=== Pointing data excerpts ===
────────────────────

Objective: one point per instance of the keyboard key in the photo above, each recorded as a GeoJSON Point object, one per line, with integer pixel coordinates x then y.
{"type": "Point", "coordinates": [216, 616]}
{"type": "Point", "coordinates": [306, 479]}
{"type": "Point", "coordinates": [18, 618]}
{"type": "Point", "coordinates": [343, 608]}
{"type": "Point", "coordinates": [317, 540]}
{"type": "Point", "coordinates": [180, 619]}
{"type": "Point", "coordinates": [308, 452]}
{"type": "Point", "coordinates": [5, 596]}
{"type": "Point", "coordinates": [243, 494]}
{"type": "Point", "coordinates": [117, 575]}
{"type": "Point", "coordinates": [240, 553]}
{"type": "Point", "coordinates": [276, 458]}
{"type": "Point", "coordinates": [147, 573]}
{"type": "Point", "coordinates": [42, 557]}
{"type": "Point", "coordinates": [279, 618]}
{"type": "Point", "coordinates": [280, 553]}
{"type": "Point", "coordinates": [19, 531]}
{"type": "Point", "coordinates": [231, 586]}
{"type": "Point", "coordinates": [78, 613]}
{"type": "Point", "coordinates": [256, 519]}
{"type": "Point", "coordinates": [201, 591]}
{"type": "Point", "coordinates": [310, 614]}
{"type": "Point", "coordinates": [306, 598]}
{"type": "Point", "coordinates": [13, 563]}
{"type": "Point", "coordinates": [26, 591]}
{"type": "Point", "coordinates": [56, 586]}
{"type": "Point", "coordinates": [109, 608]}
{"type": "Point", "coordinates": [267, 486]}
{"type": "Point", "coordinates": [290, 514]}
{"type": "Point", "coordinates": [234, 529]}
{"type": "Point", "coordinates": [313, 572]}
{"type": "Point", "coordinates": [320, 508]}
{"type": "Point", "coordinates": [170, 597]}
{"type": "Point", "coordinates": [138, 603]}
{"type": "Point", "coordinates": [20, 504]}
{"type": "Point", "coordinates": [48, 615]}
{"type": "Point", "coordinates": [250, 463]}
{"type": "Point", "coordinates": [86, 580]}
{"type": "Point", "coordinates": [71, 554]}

────────────────────

=== Exercise prompt ===
Count the lines in the material above that contain the string "instance", treating uppercase and lowercase letters as different. Reply with the number alone.

=== Exercise result ===
1